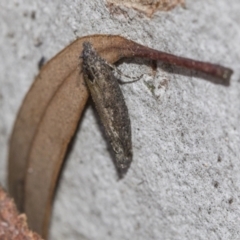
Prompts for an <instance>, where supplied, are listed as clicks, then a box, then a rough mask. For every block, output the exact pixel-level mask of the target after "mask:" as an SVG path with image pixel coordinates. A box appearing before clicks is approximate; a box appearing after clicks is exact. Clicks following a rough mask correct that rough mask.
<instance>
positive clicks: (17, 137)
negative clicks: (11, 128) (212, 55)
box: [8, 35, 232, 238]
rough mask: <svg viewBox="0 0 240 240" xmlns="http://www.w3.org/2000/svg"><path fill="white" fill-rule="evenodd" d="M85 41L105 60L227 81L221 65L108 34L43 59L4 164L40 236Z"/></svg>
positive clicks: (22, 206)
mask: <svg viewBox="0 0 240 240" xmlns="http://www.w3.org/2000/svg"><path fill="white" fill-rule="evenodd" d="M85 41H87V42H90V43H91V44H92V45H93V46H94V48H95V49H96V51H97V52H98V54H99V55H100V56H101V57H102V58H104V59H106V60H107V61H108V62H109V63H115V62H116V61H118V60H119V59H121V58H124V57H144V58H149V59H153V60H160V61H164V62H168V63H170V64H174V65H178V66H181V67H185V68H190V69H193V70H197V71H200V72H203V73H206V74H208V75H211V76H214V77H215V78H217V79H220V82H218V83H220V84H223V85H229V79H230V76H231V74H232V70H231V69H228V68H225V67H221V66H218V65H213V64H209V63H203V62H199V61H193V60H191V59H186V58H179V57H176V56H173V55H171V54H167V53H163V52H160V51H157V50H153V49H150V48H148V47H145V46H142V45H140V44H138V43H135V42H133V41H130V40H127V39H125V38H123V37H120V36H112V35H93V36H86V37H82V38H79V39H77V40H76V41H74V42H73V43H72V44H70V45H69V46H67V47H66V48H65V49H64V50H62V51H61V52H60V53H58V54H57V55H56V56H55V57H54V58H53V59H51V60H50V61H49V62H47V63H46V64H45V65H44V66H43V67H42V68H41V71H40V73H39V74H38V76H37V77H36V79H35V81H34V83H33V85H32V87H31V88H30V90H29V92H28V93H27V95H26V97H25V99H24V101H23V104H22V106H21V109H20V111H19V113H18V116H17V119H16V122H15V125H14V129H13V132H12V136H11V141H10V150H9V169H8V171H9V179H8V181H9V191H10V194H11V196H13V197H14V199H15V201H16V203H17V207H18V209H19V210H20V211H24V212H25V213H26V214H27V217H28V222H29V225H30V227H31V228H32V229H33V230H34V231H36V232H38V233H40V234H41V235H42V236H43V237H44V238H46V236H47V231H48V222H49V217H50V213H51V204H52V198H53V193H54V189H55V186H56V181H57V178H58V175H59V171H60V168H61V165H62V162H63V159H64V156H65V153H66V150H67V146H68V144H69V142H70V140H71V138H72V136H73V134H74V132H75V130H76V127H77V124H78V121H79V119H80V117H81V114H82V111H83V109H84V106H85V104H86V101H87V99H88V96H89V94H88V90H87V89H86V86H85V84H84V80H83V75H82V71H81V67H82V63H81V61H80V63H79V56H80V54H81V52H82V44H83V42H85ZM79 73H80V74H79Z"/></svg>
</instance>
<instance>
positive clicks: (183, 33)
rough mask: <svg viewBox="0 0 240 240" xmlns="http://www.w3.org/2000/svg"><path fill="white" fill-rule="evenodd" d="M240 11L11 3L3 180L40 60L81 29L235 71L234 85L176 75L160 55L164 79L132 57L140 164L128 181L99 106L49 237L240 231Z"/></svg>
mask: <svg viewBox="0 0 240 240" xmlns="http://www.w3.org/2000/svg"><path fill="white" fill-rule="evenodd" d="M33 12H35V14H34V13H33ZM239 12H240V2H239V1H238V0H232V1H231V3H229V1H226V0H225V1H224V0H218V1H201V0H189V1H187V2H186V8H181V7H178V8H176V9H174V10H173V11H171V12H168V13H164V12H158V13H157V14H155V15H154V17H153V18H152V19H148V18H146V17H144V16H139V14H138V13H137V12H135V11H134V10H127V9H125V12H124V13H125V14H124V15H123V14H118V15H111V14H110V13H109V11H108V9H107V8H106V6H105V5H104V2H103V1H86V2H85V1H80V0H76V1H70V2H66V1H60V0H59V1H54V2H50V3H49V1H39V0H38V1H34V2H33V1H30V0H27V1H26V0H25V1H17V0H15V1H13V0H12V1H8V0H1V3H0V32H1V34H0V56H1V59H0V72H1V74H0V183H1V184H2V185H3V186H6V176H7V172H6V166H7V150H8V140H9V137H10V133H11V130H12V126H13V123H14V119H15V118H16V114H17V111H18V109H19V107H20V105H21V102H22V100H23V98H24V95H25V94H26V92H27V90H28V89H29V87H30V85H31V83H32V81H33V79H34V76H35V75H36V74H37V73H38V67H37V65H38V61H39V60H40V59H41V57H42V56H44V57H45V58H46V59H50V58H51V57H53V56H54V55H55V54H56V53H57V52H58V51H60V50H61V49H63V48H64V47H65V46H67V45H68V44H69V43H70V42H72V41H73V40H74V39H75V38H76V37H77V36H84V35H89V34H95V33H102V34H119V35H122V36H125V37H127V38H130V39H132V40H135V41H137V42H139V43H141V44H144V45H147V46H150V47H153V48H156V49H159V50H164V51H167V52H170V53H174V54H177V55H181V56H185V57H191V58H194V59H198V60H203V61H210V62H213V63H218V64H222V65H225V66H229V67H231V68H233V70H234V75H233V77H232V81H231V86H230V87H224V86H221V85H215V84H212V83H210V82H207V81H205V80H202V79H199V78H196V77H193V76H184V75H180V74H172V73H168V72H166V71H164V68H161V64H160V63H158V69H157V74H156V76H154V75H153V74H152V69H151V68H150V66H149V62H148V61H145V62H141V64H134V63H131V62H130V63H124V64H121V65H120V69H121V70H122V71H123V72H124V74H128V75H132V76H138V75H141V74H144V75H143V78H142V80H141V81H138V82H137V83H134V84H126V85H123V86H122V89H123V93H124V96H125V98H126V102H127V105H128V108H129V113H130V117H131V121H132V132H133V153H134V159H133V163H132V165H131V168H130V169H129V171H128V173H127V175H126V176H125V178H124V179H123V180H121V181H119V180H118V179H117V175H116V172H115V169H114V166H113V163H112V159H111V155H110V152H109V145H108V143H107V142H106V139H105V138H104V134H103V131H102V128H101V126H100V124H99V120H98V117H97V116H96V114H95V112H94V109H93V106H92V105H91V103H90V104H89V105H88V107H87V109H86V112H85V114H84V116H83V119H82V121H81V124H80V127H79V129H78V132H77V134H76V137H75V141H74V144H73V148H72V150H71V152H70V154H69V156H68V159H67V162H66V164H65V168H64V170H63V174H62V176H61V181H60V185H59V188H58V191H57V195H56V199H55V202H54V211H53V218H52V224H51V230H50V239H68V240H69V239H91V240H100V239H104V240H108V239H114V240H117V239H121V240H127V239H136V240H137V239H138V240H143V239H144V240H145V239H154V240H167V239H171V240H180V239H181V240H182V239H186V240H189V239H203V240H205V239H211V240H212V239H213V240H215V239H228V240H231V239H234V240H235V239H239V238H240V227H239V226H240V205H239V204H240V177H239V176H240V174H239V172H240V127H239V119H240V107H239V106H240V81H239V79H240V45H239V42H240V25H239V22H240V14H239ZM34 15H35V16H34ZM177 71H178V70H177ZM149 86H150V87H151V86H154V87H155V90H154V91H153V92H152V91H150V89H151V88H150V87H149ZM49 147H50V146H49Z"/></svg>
==
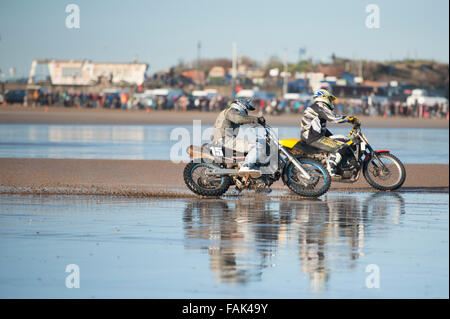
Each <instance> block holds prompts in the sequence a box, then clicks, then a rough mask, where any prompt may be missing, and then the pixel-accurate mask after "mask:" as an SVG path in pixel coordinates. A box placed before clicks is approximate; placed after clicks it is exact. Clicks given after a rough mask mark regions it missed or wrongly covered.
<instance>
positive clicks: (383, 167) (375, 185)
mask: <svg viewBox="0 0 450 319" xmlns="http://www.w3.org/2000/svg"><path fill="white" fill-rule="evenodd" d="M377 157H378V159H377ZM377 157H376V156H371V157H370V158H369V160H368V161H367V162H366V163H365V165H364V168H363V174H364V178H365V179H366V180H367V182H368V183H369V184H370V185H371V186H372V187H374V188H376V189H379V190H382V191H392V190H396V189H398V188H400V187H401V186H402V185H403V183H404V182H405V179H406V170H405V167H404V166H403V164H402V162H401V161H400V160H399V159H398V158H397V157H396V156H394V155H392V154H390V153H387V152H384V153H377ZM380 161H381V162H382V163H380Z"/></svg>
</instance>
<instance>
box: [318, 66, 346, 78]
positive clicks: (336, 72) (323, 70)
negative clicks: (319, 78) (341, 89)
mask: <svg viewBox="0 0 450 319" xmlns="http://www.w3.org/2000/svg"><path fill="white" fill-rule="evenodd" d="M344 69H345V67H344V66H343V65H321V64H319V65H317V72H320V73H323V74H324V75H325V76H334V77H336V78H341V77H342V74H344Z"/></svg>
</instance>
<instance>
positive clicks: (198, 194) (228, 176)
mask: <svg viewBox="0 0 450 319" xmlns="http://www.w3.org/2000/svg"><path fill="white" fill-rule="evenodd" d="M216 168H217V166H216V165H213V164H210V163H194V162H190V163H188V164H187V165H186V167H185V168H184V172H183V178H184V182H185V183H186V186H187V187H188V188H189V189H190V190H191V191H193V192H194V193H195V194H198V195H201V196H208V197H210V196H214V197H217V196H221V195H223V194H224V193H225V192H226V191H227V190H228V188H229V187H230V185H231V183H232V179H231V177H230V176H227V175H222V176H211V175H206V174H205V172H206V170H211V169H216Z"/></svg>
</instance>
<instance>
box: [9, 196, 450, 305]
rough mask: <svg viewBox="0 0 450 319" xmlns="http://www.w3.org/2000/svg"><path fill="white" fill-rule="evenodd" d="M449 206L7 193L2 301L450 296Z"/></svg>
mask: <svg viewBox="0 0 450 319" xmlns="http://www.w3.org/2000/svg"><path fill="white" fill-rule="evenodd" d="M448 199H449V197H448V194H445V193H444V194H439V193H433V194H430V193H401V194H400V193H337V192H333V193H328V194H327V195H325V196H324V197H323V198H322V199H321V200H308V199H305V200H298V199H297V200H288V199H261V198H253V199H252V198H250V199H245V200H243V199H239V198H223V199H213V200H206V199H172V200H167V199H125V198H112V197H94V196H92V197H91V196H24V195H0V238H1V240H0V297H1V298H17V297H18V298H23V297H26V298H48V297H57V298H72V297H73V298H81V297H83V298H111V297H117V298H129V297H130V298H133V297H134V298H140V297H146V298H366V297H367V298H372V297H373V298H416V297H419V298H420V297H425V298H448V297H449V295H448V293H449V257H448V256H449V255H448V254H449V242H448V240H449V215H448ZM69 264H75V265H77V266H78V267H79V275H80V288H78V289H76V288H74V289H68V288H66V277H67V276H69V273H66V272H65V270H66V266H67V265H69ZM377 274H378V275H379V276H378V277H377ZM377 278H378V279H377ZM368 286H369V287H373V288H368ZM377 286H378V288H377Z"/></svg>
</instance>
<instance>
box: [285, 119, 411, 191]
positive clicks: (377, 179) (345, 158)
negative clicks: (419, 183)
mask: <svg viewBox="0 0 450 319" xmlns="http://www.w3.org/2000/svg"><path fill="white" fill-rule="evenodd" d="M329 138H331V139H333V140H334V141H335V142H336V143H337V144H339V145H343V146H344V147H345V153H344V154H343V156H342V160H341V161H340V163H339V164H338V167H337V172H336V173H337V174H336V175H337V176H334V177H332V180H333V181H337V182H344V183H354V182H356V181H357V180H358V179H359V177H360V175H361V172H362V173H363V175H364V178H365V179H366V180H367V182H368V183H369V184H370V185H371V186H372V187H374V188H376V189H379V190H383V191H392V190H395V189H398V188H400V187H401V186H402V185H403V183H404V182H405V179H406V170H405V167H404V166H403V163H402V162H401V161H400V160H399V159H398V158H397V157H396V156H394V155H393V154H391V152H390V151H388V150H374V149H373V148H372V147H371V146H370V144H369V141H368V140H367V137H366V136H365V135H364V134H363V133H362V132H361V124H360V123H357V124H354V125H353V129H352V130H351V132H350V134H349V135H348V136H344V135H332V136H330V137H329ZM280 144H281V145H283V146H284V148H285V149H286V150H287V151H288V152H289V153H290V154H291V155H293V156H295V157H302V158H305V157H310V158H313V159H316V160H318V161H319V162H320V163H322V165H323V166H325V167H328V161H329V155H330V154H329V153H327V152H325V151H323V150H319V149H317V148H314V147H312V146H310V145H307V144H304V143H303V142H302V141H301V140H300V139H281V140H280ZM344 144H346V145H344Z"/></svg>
--
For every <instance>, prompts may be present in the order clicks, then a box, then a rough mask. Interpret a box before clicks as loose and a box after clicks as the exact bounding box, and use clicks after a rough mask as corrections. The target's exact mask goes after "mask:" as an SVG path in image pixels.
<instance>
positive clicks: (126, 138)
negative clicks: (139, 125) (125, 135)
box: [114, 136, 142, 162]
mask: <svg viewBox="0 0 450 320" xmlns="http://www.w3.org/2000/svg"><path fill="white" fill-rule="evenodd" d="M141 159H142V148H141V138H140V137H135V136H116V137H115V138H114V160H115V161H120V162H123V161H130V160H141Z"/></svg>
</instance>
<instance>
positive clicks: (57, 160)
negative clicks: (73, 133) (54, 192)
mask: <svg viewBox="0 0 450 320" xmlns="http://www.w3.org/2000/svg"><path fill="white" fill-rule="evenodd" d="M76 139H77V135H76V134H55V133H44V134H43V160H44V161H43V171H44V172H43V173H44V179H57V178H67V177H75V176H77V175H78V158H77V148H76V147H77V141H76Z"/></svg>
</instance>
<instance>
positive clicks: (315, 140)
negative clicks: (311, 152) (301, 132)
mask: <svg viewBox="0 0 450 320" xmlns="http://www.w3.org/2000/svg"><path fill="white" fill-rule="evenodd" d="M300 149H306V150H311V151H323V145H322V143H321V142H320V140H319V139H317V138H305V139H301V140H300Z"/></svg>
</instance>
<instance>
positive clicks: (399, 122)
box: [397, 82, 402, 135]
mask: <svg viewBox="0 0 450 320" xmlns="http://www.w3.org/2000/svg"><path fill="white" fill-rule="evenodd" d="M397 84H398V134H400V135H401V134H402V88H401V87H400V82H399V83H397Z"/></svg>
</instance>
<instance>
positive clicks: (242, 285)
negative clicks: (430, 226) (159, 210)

(Description of the task):
From the line holding "positive clicks: (399, 122)" to the line holding "negative clicks: (430, 226) (159, 210)", inclusive, restate each line above exactly as written.

(Finished exercise):
positive clicks: (399, 122)
box: [397, 82, 402, 135]
mask: <svg viewBox="0 0 450 320" xmlns="http://www.w3.org/2000/svg"><path fill="white" fill-rule="evenodd" d="M397 84H398V134H400V135H401V134H402V88H401V87H400V82H399V83H397Z"/></svg>
</instance>
<instance>
positive clicks: (242, 285)
negative clicks: (430, 226) (159, 210)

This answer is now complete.